▸ Selected passage

-------

If selling timber today, values can be estimated using timber market reports and site inventories for timber volumes. You simply need to multiply the timber volume by today’s timber market price for each species present in the sale. However, to calculate the expected future financial return from a harvest in today’s dollars, you must include a discount rate and growing-period length in the calculation. This process, known as “discounting,” takes an expected future return in a given time period and discounts it (using a given interest rate) back to the present (today’s) value. This process is essential for comparing forestry investments to other investments, especially given the long-term nature of growing timber. (For specific examples of discounting, see Forest Finance 1: Sustainable Forest Harvesting.) If the time value of money and interest rates are not considered in calculating timber values, you would cut timber when the volume growth over time produces the maximum MAI. However, because of the ability to receive interest on investments, the optimal time to cut timber from a financial view is earlier than when the MAI is maximized as shown in Figure 2. How much earlier depends on the timber-value growth rate and the acceptable or alternative rate of return that is set. When these two rates are economically equal, it is time to cut.
Postponing a harvest may come at a cost because timber is a long-term asset and has changing market value. By harvesting timber today, money received can be used elsewhere. Logically, if a harvest is postponed, the money remains invested in the trees. If you decide to delay a harvest, you will need to determine whether the rate of return from continuing the investment in the trees is worth more than the rate of return received from investing that money in other opportunities (also known as alternative rate of return or minimum acceptable rate of return). Stated another way: Will the increased value of the trees not cut outweigh the alternative return if the money was invested elsewhere?
Use the following rule to decide whether to cut today or wait and compare the expected financial rate of return received from delaying harvest to the rate of return received from an alternative investment (i.e., harvest today and invest the income elsewhere): If the rate of return for continuing to grow the trees (e.g., 5 to 10 years or more) is greater than an alternative rate (e.g., stock market, CD, mutual funds), then the harvest should be postponed; if it is less, then harvest now.
For example, to calculate the expected rate of return from postponing a harvest, compare the ratio of future value to the present value as shown in the hypothetical example (Worksheet 1) on the next page. Instructions for filling out the worksheet and assumptions are given below; a blank worksheet is provided at the end of the publication. In the scenario, the stand of mixed hardwoods has 6,000 board feet (6 MBF) per acre. The average stumpage price is $300/MBF, or $1,800 per acre total value. Should the landowner harvest now or wait 5 years?
Worksheet: Estimating the Rate of Return for a Growth Period
|1.||Today’s volume per acre (MBF/acre)||6|
|2.||Today’s stumpage price ($/MBF)||$300|
|3.||Today’s stumpage value (MBF/acre) [Line 1 x Line 2]||$1,800|
|4.||Growth period (years)||5|
|5.||Annual volume growth (MBF/year)||0.2|
|6.||Total volume growth over growth period (MBF/acre) [Line 4 x Line 5]||1|
|7.||Expected future volume (MBF/acre) [Line 1 + Line 6]||7|
|8.||Rate of inflation (percent/year)||0|
|9.||Rate of real price increase (percent/year)||3|
|10.||Add Lines 8 and 9||3|
|11.||Price adjustment factor (see below for equation) [using data from Lines 4 and 10 above]||1.16|
|12.||Expected future stumpage price ($/MBF) [Line 2 x Line 11]||$348|
|13.||Expected future stumpage value (MBF/acre) [Line 7 x Line 12]||$2,436|
|14.||Ratio of future value to present value [Line 13 ÷ Line 3]||1.4|
|15.||Expected rate of return earned over growth period using data from Lines 4 and 14 (percent/year)||7|
Explanations by Line
- The current volume is 6 MBF/acre.

-------

▸ Supplied data

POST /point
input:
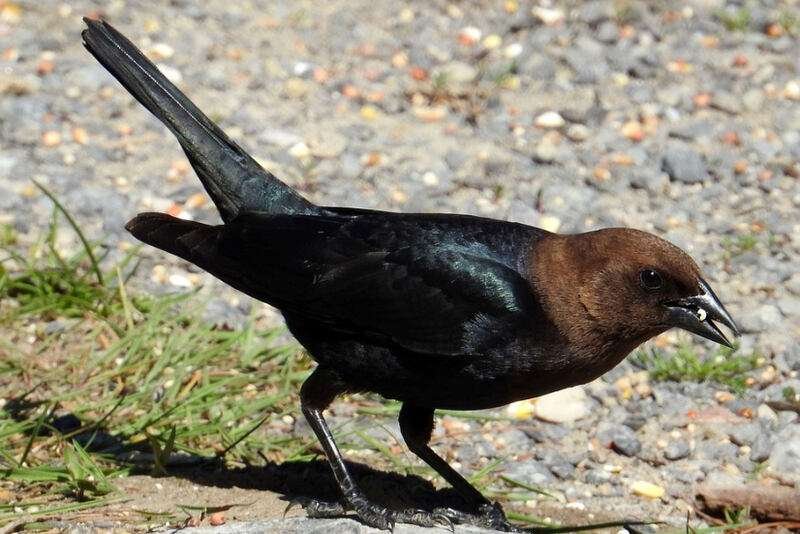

-------

▸ What this exercise asks
1. Answer these questions about the passage on timber harvest timing, one line each and marked as shown:
(a) What average stumpage price does the mixed-hardwood scenario assume?
(b) Under the decision rule, what should be done if the rate of return for continuing to grow the trees is less than the alternative rate?
(c) What growth period, in years, does the worksheet use?
2. Carry the passage on timber harvest timing forward from its final line, writing the next few explanations in the same style.

▸ Written answers
1.
(a) $300/MBF
(b) Harvest now.
(c) 5 years

2.
- The current stumpage price is $300/MBF.
- The current stumpage value is $1,800/acre.
- In this case, the annual growth period is 5 years. It could be 5, 12, 18, or any other number of years.
- The annual volume growth per year is 200 board feet per acre per year. Future volumes can be estimated using information on local growth rates. A forester can determine past diameter growth by taking increment cores from several trees in your stand or other local sites or by looking at regional studies reporting average growth.
- Five years multiplied by 0.2 MBF gives total volume growth over the period at 1 MBF.
- In 5 years the expected future volume will be 7 MBF/acre (Line 1 + Line 6).
- Optional: Choose an appropriate inflation rate for the growth period. In this case, no inflation rate was used.
- Optional: Choose an appropriate average annual rate of stumpage value increases. In this case, we use 3 percent. Future values can be estimated using appropriate average historical annual rates of real stumpage price increases during the growing period (Timber Market Report).
- Determine the total expected rate of price increase by adding Line 8 and Line 9. Often, to keep things simple, it is common to ignore inflation and price increases. In this case, it is 3 percent.
- To determine price adjustment, add 1 to Line 10 (converted to a decimal value) and raise it by the nth year (n = number of growing periods). In this case, the growth period is 5 years (Line 4) and the real price increase is 3 percent: Price adjustment factor = [Rate increase (Line 10) x 100]n = 3% x 100 = 1.03 and 1.035 = 1.16
- The expected future stumpage price is Line 2 x Line 11 = $348/MBF.
- The expected future stumpage value is Line 7 x Line 12 = $2,436/acre.
- Ratio of future value to present value is Line 13 divided by Line 3: $2,436/$1,800 = 1.4 (rounding up). The rate of value increase can be determined by comparing the dollar value of its expected growth during a given time period (e.g., 10 years) with the dollar value of the tree prior to that growth.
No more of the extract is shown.